Selected passage below:
A record 4 million people have visited the National Museum of Korea this year, the highest annual number since the state-run institution relocated to central Seoul’s Yongsan-gu in 2005, the museum said Wednesday.
The museum, which is the largest museum in the country housing more than 1.5 million artifacts and showcasing about 10,000 pieces in regular exhibitions, marked the occasion by presenting the 4 millionth visitor with gifts.
“One of my friends told me to go visit the museum because it is really beautiful,” said Sam Nicoles, a tourist who traveled from Washington on a two-week trip to Seoul.
“It’s an honor,” he added, as he received unexpected gifts from the museum that included a replica of the Gilt-bronze Incense Burner of Baekje, a national treasure.
Nicoles is one of many foreign travelers driving up attendance. The museum had around 170,000 foreign visitors this year, compared to about 70,000 last year
“That’s still almost a 30 percent jump from the pre-COVID-19 levels in 2019,” the museum said, attributing the surge to a rising awareness of Korean culture, a change the museum says was prompted by the institution’s special exhibitions and activities that have aimed at reaching out to international visitors.
End of Selected passage.
Raw data below:
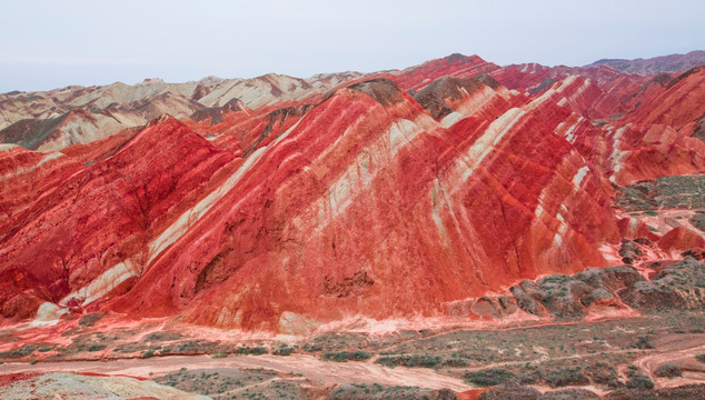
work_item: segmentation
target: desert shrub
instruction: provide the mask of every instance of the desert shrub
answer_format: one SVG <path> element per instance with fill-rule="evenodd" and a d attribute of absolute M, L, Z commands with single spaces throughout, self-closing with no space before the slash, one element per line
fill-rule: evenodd
<path fill-rule="evenodd" d="M 465 374 L 466 381 L 481 388 L 502 384 L 514 378 L 514 373 L 502 368 L 488 368 Z"/>
<path fill-rule="evenodd" d="M 423 368 L 434 368 L 440 363 L 441 359 L 437 356 L 397 356 L 397 357 L 380 357 L 375 361 L 376 363 L 383 364 L 385 367 L 423 367 Z"/>
<path fill-rule="evenodd" d="M 457 367 L 467 367 L 467 361 L 465 361 L 461 358 L 449 358 L 447 360 L 444 360 L 443 364 L 445 367 L 451 367 L 451 368 L 457 368 Z"/>
<path fill-rule="evenodd" d="M 294 348 L 289 347 L 289 346 L 282 346 L 279 347 L 275 350 L 272 350 L 272 354 L 275 356 L 291 356 L 291 353 L 294 352 Z"/>
<path fill-rule="evenodd" d="M 641 337 L 632 347 L 636 349 L 653 349 L 654 344 L 647 337 Z"/>
<path fill-rule="evenodd" d="M 658 366 L 656 371 L 654 371 L 656 377 L 659 378 L 677 378 L 683 377 L 683 371 L 676 364 L 672 364 L 669 362 Z"/>
<path fill-rule="evenodd" d="M 585 373 L 597 384 L 606 384 L 612 388 L 620 384 L 617 370 L 605 362 L 597 362 L 585 368 Z"/>
<path fill-rule="evenodd" d="M 654 381 L 647 376 L 634 374 L 627 380 L 627 388 L 629 389 L 654 389 Z"/>
<path fill-rule="evenodd" d="M 78 321 L 78 324 L 80 324 L 81 327 L 92 327 L 101 318 L 106 317 L 106 311 L 89 313 L 88 316 L 81 318 Z"/>
<path fill-rule="evenodd" d="M 108 346 L 102 343 L 92 343 L 88 347 L 88 351 L 100 351 L 105 350 Z"/>
<path fill-rule="evenodd" d="M 256 347 L 256 348 L 248 348 L 248 347 L 239 347 L 237 349 L 235 349 L 235 353 L 236 354 L 252 354 L 252 356 L 260 356 L 260 354 L 267 354 L 269 351 L 267 350 L 267 348 L 265 347 Z"/>
<path fill-rule="evenodd" d="M 580 368 L 562 368 L 546 373 L 546 383 L 552 388 L 588 384 L 590 380 Z"/>
<path fill-rule="evenodd" d="M 369 360 L 371 358 L 370 353 L 365 350 L 355 350 L 355 351 L 326 351 L 322 353 L 322 359 L 328 361 L 336 362 L 346 362 L 346 361 L 364 361 Z"/>

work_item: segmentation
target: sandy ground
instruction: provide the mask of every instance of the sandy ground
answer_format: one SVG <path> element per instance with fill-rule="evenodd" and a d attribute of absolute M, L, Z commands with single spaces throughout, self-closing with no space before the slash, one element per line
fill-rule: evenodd
<path fill-rule="evenodd" d="M 214 359 L 209 356 L 171 356 L 148 359 L 121 359 L 101 361 L 59 361 L 39 362 L 34 366 L 26 362 L 10 362 L 0 368 L 2 373 L 16 372 L 93 372 L 111 376 L 150 378 L 166 374 L 186 367 L 189 370 L 200 368 L 265 368 L 279 372 L 301 373 L 304 377 L 322 383 L 379 383 L 389 386 L 416 386 L 428 389 L 451 389 L 465 391 L 473 389 L 463 380 L 444 376 L 428 369 L 397 367 L 385 368 L 373 362 L 330 362 L 311 356 L 230 356 Z"/>
<path fill-rule="evenodd" d="M 705 381 L 705 363 L 695 359 L 695 354 L 705 353 L 705 337 L 695 334 L 689 338 L 671 337 L 657 344 L 658 352 L 644 356 L 634 363 L 647 371 L 658 387 L 677 387 Z M 673 363 L 681 368 L 683 378 L 657 378 L 654 372 L 664 363 Z"/>

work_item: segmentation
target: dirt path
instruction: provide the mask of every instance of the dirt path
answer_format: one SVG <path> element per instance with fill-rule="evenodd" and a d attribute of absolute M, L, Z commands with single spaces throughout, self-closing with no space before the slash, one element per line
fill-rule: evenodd
<path fill-rule="evenodd" d="M 150 378 L 186 367 L 199 368 L 265 368 L 278 372 L 300 373 L 304 377 L 324 383 L 380 383 L 389 386 L 416 386 L 428 389 L 451 389 L 465 391 L 471 389 L 463 380 L 437 373 L 423 368 L 394 369 L 371 362 L 331 362 L 311 356 L 230 356 L 214 359 L 208 356 L 169 356 L 148 359 L 121 359 L 101 361 L 59 361 L 28 364 L 10 362 L 0 367 L 0 373 L 73 371 L 128 377 Z"/>
<path fill-rule="evenodd" d="M 696 361 L 695 354 L 705 353 L 705 336 L 694 334 L 662 339 L 656 346 L 657 352 L 637 359 L 634 363 L 658 380 L 659 386 L 674 387 L 687 383 L 702 383 L 705 380 L 705 363 Z M 664 363 L 673 363 L 683 370 L 683 378 L 658 379 L 654 372 Z"/>

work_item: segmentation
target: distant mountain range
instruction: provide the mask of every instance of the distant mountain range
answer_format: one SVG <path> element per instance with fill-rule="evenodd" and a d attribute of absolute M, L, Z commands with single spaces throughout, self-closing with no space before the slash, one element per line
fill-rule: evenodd
<path fill-rule="evenodd" d="M 691 68 L 705 66 L 705 51 L 691 51 L 687 54 L 671 54 L 649 59 L 602 59 L 585 67 L 609 66 L 619 71 L 633 73 L 658 73 L 687 71 Z"/>

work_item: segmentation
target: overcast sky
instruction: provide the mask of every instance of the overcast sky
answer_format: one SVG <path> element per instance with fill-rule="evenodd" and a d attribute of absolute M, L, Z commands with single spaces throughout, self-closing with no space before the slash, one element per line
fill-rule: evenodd
<path fill-rule="evenodd" d="M 705 50 L 703 16 L 702 0 L 8 0 L 0 92 L 369 72 L 454 52 L 582 66 Z"/>

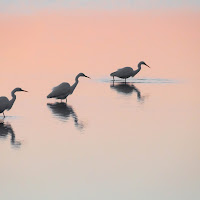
End of Raw data.
Prompt 1: According to the article on the National Museum of Korea's record attendance, in what year did the museum relocate to Yongsan-gu?
Prompt 2: Continue the article on the National Museum of Korea's record attendance from its final sentence.

Answer area 1: 2005

Answer area 2:
The record attendance this year, the museum added, owes largely to visits by Koreans who are increasingly finding the museum stimulating not only “intellectually but visually,” according to one visitor who watched Wednesday’s ceremony celebrating the new record.
“The museum has really changed from what I see,” said Kim Min-jung, a freelancer in her 30s who likened her visits so far to trips to museums elsewhere, like the Museum of Modern Art in New York.
“It’s a treat for the mind and the eyes,” Kim said, referring to her previous visit to “The Six Centuries of Beauty in the Habsburg Empire” -- a special exhibition that ran from October last year to March this year. The show presented 96 masterpieces collected by the Habsburgs, with help from the Kunsthistorisches Museum in Vienna, Austria.
The 1659 portrait “Infanta Margarita Teresa in a Blue Dress,” one of the best-known works by Spanish painter Diego Velazquez, opened the show, attracting some 320,000 visitors during the period.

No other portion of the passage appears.